Reproduce the line that contains "Definition of the keypoint: for every instance of the machine" and every line after it through the end of the records, exactly, with nothing added.

[begin PROVIDED DATA]

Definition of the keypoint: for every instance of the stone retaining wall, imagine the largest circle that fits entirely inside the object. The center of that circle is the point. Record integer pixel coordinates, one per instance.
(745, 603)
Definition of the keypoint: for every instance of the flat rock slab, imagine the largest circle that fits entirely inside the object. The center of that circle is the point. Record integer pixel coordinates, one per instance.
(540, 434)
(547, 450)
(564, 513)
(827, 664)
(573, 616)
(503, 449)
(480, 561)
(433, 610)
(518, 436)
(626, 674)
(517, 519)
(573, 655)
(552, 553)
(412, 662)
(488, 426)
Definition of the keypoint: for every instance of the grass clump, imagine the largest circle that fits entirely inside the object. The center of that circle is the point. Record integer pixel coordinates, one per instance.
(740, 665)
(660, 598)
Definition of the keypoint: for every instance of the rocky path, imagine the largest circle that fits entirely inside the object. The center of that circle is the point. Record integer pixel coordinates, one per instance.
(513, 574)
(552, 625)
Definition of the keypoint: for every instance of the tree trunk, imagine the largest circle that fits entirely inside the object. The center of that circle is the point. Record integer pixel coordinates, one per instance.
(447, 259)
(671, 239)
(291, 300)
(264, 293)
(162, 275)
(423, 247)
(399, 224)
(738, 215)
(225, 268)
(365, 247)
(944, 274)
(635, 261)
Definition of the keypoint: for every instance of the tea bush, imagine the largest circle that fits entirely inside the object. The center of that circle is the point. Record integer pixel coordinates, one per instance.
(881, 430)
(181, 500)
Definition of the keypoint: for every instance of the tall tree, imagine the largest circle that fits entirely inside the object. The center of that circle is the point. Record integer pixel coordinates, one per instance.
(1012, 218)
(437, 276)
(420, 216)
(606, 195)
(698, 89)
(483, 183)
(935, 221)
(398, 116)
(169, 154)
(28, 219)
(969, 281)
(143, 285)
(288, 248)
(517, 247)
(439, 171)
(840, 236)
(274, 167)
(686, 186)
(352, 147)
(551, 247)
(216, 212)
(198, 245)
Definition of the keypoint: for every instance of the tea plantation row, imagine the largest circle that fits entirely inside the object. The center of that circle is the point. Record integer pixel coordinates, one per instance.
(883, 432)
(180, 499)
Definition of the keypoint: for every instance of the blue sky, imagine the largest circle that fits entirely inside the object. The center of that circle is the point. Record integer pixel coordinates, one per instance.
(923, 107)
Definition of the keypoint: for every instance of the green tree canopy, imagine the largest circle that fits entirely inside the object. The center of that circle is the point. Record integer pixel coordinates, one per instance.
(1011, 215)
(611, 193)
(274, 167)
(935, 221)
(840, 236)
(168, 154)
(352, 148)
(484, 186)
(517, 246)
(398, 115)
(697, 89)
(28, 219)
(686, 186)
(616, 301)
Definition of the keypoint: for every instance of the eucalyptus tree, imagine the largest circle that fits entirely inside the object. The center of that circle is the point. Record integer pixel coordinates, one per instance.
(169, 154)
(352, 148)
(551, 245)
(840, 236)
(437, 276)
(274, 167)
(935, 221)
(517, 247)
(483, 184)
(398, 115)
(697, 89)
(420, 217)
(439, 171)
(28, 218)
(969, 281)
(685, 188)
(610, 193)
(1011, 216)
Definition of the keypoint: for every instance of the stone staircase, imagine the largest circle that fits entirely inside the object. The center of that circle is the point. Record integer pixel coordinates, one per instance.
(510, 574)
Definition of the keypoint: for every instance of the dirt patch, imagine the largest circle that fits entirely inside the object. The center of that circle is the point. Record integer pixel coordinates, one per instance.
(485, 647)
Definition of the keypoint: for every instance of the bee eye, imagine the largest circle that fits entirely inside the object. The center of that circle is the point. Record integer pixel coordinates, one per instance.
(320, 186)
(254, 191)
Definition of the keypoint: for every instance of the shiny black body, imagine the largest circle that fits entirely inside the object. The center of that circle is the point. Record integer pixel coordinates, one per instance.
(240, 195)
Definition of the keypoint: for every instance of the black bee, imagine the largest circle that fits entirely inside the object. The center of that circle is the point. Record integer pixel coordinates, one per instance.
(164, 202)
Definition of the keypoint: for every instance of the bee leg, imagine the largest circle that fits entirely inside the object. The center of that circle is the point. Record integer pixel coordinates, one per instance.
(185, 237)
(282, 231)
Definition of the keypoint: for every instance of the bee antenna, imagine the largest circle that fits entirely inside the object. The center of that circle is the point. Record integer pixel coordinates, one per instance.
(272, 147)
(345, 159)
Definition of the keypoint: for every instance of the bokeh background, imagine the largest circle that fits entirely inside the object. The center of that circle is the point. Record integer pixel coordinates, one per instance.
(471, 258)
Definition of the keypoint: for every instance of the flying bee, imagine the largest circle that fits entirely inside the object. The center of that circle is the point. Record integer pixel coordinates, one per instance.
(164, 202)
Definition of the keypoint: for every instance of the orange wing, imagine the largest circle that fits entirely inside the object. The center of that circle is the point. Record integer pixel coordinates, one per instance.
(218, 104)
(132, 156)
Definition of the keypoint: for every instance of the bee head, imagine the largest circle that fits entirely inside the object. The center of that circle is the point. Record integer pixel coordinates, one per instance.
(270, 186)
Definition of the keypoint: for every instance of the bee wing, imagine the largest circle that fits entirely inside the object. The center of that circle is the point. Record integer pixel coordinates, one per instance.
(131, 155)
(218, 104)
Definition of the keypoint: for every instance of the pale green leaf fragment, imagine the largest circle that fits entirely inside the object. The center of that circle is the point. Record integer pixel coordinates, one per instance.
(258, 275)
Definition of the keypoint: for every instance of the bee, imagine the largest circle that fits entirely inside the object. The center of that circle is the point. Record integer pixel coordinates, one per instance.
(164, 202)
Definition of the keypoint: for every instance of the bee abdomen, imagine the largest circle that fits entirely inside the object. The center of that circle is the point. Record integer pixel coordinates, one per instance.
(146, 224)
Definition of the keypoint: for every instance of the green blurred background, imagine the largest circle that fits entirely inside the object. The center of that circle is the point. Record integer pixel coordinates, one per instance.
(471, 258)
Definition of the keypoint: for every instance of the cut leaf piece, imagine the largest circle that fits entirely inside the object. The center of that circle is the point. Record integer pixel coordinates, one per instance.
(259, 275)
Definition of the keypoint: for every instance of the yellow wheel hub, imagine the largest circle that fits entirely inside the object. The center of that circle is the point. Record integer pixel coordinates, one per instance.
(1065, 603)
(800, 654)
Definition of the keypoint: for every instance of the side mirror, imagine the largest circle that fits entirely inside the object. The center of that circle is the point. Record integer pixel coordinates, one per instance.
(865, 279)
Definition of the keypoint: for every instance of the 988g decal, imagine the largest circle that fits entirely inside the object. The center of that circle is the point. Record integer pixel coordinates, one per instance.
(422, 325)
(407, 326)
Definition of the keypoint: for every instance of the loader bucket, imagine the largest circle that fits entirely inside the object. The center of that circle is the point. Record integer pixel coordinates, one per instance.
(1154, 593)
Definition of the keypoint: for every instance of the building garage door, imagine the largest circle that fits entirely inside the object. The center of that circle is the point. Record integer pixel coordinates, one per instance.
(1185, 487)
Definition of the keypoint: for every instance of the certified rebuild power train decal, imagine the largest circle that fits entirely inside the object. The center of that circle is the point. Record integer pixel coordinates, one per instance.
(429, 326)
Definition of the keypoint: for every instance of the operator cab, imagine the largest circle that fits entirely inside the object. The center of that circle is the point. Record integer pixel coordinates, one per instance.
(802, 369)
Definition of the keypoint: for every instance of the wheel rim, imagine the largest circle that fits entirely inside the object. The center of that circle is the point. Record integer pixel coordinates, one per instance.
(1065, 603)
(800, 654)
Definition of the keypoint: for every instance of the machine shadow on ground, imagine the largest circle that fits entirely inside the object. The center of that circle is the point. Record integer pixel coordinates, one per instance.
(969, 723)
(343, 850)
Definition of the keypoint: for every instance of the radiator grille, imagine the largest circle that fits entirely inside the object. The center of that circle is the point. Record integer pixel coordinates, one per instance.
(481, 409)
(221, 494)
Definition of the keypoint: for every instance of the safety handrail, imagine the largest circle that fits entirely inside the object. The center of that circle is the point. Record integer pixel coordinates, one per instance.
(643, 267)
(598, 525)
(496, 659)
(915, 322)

[end PROVIDED DATA]

FINISHED EXERCISE →
Definition of the keypoint: for every instance of the machine shadow on ground, imagine the largest circle that fits entirely inside the object. The center of that circle is the point. Record integer pixel coordinates, one per instance.
(969, 723)
(343, 850)
Definition of the keypoint: for every instance of the radiator grille, imagine the largest circle that fits entirely inside the object. The center of that circle is the point. Record integer pixel coordinates, one per instance.
(481, 409)
(221, 494)
Definition of the keypoint: for every instance of the safety handrail, imagine the largest circle that fits entirely inside the object. The center of that circle is the point. Record integer pixel coordinates, one per instance.
(643, 267)
(598, 525)
(496, 659)
(915, 322)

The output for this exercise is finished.